■ To do:
Pictures in the entries below are to be left out; otherwise, reproduce exactly the lines from the first through the line containing "Target: grass patch".
*** Exercise data ***
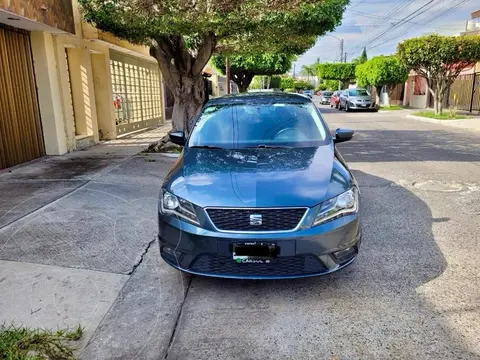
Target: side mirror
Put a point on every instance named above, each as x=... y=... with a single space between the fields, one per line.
x=342 y=135
x=177 y=137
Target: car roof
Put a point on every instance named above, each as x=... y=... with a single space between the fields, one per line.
x=259 y=98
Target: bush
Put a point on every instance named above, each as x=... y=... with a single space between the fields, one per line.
x=302 y=85
x=287 y=83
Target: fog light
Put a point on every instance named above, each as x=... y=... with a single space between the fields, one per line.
x=345 y=253
x=173 y=253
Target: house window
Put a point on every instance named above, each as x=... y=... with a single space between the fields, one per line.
x=419 y=86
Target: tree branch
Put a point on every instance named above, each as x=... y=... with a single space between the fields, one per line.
x=204 y=53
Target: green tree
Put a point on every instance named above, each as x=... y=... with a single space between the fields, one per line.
x=287 y=82
x=183 y=34
x=439 y=59
x=308 y=70
x=244 y=68
x=344 y=72
x=382 y=71
x=302 y=85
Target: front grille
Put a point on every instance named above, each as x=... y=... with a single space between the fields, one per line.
x=283 y=266
x=282 y=219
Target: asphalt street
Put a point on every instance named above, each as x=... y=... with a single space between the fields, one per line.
x=77 y=246
x=414 y=291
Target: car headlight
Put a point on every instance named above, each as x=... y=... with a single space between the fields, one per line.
x=174 y=205
x=344 y=204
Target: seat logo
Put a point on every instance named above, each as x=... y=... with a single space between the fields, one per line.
x=255 y=219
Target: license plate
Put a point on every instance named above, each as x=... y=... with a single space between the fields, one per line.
x=255 y=252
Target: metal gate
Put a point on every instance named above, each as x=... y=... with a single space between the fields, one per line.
x=137 y=94
x=464 y=93
x=21 y=137
x=475 y=99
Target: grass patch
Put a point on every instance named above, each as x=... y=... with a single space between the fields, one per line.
x=391 y=107
x=20 y=343
x=450 y=115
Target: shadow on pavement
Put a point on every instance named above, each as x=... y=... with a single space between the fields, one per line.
x=372 y=309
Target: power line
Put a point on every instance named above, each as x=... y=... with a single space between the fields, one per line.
x=449 y=8
x=401 y=22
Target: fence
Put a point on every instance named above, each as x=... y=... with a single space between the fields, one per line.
x=464 y=94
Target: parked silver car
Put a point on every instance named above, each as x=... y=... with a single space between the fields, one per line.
x=356 y=99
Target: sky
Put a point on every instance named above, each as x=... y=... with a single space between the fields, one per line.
x=381 y=24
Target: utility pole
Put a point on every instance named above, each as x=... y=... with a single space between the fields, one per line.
x=227 y=73
x=341 y=50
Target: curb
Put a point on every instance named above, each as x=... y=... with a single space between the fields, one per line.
x=459 y=124
x=435 y=121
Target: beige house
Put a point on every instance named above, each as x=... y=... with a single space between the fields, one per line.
x=65 y=85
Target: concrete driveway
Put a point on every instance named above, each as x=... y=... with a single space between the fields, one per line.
x=413 y=293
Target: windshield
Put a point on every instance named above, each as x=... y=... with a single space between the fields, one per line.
x=253 y=125
x=358 y=92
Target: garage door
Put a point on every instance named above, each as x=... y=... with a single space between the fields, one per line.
x=21 y=137
x=137 y=94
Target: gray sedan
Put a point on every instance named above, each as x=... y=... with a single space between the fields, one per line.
x=356 y=99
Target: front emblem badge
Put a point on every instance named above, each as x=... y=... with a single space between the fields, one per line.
x=255 y=219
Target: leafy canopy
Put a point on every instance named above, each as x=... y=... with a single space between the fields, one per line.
x=336 y=71
x=381 y=70
x=287 y=82
x=439 y=58
x=299 y=84
x=239 y=26
x=262 y=64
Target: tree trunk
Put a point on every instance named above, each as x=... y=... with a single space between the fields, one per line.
x=188 y=95
x=182 y=69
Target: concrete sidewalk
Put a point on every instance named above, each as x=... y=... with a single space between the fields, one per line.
x=472 y=123
x=77 y=246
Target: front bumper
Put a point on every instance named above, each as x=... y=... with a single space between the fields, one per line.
x=303 y=253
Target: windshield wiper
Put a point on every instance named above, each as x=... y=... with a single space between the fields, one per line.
x=204 y=147
x=264 y=146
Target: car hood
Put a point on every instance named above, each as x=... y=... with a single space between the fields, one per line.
x=258 y=177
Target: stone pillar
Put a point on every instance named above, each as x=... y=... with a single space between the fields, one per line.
x=49 y=93
x=83 y=92
x=103 y=95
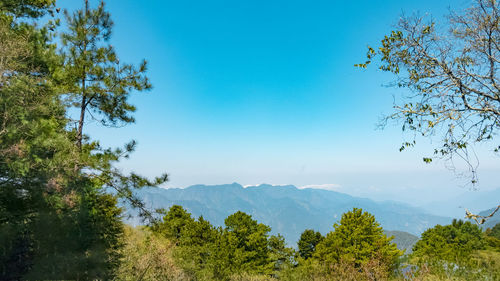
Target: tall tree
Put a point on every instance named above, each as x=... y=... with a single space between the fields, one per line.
x=358 y=239
x=98 y=83
x=307 y=242
x=451 y=76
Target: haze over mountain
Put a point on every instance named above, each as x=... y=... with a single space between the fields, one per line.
x=287 y=209
x=473 y=200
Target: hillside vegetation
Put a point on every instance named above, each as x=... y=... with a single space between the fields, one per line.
x=60 y=216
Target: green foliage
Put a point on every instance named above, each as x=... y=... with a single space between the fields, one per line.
x=56 y=219
x=453 y=243
x=307 y=242
x=358 y=239
x=95 y=79
x=26 y=8
x=494 y=231
x=450 y=75
x=459 y=250
x=147 y=256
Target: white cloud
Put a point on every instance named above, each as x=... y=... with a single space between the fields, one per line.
x=327 y=186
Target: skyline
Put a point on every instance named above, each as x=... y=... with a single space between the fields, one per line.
x=251 y=95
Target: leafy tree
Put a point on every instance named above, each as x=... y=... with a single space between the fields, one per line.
x=307 y=242
x=147 y=256
x=26 y=8
x=453 y=243
x=451 y=74
x=358 y=239
x=281 y=255
x=175 y=223
x=247 y=244
x=56 y=221
x=494 y=231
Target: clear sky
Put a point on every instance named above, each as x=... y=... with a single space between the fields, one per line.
x=266 y=92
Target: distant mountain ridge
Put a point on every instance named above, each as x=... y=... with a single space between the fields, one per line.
x=287 y=209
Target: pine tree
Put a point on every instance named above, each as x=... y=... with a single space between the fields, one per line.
x=98 y=84
x=358 y=239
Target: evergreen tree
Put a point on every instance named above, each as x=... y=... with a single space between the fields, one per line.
x=307 y=242
x=358 y=239
x=97 y=82
x=452 y=243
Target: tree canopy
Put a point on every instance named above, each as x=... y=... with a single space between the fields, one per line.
x=450 y=73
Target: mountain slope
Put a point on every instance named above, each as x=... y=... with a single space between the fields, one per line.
x=286 y=209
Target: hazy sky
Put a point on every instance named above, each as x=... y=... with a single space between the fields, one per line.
x=266 y=92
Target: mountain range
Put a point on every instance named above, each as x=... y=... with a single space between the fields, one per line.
x=286 y=209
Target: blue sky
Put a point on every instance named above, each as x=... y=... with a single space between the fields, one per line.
x=265 y=91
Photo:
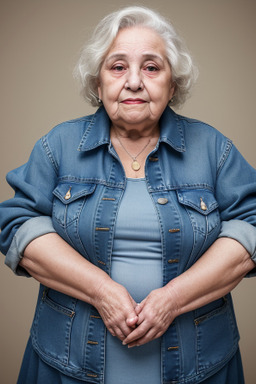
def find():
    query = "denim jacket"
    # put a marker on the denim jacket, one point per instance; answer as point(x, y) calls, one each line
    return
point(199, 183)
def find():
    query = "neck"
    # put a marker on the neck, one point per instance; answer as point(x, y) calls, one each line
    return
point(135, 132)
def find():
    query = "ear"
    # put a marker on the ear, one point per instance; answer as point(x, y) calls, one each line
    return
point(172, 90)
point(99, 89)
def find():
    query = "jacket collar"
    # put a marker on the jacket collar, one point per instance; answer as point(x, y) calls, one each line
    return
point(97, 132)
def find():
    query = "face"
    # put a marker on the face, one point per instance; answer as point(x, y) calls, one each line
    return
point(135, 82)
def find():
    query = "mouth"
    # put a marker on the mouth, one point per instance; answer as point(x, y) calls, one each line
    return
point(133, 101)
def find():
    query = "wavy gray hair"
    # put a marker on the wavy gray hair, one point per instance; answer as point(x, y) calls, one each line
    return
point(87, 69)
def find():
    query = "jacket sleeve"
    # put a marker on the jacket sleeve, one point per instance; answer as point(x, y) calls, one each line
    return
point(33, 184)
point(236, 196)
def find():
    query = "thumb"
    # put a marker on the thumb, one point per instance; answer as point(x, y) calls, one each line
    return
point(131, 321)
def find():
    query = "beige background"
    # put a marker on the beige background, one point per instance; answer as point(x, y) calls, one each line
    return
point(40, 41)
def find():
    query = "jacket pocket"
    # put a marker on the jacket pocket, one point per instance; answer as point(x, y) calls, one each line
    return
point(69, 201)
point(201, 207)
point(51, 331)
point(216, 335)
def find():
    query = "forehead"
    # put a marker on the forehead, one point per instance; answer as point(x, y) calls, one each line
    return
point(138, 39)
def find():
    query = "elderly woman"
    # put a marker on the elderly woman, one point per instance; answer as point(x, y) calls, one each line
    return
point(136, 221)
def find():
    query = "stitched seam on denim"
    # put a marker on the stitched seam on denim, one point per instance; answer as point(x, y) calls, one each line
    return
point(224, 156)
point(49, 153)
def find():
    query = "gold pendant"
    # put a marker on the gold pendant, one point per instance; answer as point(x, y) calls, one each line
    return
point(135, 165)
point(203, 205)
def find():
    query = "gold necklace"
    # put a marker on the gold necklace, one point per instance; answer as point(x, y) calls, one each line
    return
point(135, 164)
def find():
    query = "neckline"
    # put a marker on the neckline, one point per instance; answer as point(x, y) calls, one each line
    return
point(135, 179)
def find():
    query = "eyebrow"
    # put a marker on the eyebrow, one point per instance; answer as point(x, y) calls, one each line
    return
point(147, 55)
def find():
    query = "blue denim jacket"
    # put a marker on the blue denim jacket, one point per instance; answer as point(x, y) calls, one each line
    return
point(75, 177)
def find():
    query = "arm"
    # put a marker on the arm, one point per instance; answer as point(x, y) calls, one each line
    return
point(54, 263)
point(214, 275)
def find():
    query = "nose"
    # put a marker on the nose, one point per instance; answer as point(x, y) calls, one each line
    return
point(134, 80)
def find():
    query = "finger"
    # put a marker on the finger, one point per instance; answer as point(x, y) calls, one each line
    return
point(132, 321)
point(150, 336)
point(137, 333)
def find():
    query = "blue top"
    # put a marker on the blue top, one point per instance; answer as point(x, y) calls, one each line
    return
point(137, 265)
point(198, 182)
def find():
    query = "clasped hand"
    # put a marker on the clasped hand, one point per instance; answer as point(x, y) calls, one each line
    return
point(135, 324)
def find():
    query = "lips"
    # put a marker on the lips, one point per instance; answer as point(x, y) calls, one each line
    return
point(133, 101)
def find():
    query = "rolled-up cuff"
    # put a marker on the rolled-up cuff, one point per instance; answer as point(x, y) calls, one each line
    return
point(245, 234)
point(30, 230)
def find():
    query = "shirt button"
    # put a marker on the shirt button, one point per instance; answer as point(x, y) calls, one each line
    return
point(162, 200)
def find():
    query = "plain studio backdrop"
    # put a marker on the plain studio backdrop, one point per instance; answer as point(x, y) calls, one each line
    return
point(40, 43)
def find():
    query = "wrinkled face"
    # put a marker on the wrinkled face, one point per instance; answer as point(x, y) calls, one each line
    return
point(135, 83)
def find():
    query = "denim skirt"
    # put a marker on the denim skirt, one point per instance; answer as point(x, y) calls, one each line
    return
point(35, 371)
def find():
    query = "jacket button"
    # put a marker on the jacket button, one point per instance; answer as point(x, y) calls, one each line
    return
point(162, 200)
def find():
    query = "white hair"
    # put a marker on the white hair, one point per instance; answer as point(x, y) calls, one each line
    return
point(87, 70)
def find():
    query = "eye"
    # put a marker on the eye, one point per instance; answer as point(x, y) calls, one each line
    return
point(151, 68)
point(118, 68)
*** End of Exercise data ***
■ Exercise answer:
Target: side mirror
Put a point on every instance named above, each as x=... y=... with a single space between the fields, one per line.
x=342 y=135
x=177 y=137
Target: car roof
Put a point on every instance named above, each as x=... y=... with a single space between the fields, one per line.
x=259 y=98
Target: bush
Put a point on every instance named above, each as x=... y=... with a single space between the fields, one per line.
x=302 y=85
x=287 y=83
Target: fog light
Put a point on every instance named above, each as x=... y=... with a single space between the fields, one per line.
x=345 y=253
x=173 y=253
Target: house window
Put a point on every instance named above, each as x=... y=... with a single space between the fields, one per line.
x=419 y=86
Target: tree branch
Put a point on every instance named above, each as x=... y=... with a single space between the fields, one per line.
x=204 y=53
Target: green tree
Put a point on every instance named above, each as x=... y=... with a single space between the fields, one per line.
x=287 y=82
x=183 y=34
x=439 y=59
x=308 y=70
x=244 y=68
x=344 y=72
x=382 y=71
x=302 y=85
Target: front grille
Put a point on every instance named above, each as x=... y=... with a single space between the fields, one per line.
x=283 y=266
x=282 y=219
Target: asphalt street
Put a point on every instance named above, each as x=... y=... with a single space between the fields, one per line.
x=77 y=246
x=414 y=291
Target: car headlight
Put a point on every instance named above, each as x=... y=... with a single space between the fields, one per line.
x=174 y=205
x=344 y=204
Target: seat logo
Put a point on every instance named above, each as x=... y=... with a single space between the fields, one per line.
x=255 y=219
Target: license plate
Put a point on every instance named above, each as x=... y=... with a single space between the fields, one per line.
x=255 y=252
Target: metal gate
Put a point on every instance named above, each as x=... y=... with a single space between the fields, one per line.
x=137 y=94
x=464 y=93
x=21 y=137
x=475 y=99
Target: grass patch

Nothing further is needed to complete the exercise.